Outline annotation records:
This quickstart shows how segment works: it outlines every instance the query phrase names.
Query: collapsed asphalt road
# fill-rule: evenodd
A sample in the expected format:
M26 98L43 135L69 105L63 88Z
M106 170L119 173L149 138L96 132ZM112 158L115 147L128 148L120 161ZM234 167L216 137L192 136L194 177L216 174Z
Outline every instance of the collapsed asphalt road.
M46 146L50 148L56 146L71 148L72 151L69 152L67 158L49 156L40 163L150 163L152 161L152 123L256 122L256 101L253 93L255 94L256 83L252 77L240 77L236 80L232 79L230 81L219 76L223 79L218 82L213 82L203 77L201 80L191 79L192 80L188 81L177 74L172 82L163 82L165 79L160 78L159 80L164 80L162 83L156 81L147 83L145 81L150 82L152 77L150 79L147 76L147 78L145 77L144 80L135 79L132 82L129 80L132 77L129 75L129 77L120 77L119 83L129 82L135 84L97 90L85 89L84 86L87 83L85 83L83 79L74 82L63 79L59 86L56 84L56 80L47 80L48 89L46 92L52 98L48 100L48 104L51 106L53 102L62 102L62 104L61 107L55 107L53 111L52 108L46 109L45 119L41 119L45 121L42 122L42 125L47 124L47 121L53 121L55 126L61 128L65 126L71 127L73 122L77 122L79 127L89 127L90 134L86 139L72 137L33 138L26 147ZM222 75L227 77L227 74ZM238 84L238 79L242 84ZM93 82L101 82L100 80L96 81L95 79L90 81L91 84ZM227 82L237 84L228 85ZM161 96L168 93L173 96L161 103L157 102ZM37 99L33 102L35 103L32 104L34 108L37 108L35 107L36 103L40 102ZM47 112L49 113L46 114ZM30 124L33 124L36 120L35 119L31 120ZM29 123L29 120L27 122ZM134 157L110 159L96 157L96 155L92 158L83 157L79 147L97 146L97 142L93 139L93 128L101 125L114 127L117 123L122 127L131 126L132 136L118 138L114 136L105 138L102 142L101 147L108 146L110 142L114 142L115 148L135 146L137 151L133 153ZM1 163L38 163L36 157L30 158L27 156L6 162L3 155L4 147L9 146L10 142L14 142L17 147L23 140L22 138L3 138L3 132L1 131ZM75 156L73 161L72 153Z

■ **Required work**:
Output each line of the material above as an item in a numbered list, leaving out any blank lines.

■ **Output for this exercise**:
1. This quickstart shows how segment works: it outlines every instance the query phrase names.
2. Query: collapsed asphalt road
3. # fill-rule: evenodd
4. A sample in the expected format:
5. M26 98L43 135L69 105L63 88Z
6. M106 170L119 173L149 138L96 132ZM112 158L115 147L128 148L120 161ZM234 167L216 137L192 136L194 177L216 174Z
7. Outline every instance of the collapsed asphalt road.
8. M46 146L50 148L56 146L71 148L72 151L69 152L67 158L49 156L40 163L150 163L152 161L152 123L256 122L256 101L253 93L255 94L256 83L252 77L240 77L236 80L232 79L230 81L219 76L223 79L218 82L213 82L203 77L201 80L191 79L192 80L188 81L177 74L172 82L163 82L165 79L160 78L159 80L164 80L162 83L156 81L147 83L145 81L150 82L152 77L150 79L147 76L147 78L145 77L144 80L135 79L132 82L129 80L132 77L129 75L129 77L120 77L119 83L129 82L135 84L97 90L85 89L84 86L87 83L85 83L83 79L74 82L63 79L59 86L56 84L56 80L47 80L48 89L46 92L52 98L48 100L48 104L51 106L53 102L62 102L62 104L61 107L55 107L53 111L52 108L46 109L45 119L41 119L45 121L42 122L42 125L47 124L47 121L53 121L55 126L61 128L65 126L71 127L73 122L77 122L79 127L89 127L90 134L86 139L72 137L33 138L26 147ZM222 75L227 77L227 74ZM238 84L238 79L242 84ZM93 82L101 82L100 80L96 81L95 79L90 81L91 84ZM227 82L237 84L228 85ZM161 96L168 93L173 96L161 103L157 102ZM37 99L33 102L35 103L32 104L34 108L37 108L35 107L36 103L40 102ZM47 112L49 113L46 114ZM30 124L33 124L36 120L35 119L31 120ZM29 123L29 120L27 122ZM134 157L110 159L96 157L96 155L92 158L83 157L79 147L97 146L97 142L93 139L93 128L101 125L114 127L117 123L122 127L131 126L132 136L118 138L114 136L105 138L102 142L101 147L108 146L110 142L114 142L115 148L135 146L137 151L133 153ZM1 163L38 163L36 157L30 158L27 156L6 162L3 155L4 147L9 146L10 142L14 142L17 147L23 140L22 138L3 138L3 132L1 131ZM75 156L73 161L72 153Z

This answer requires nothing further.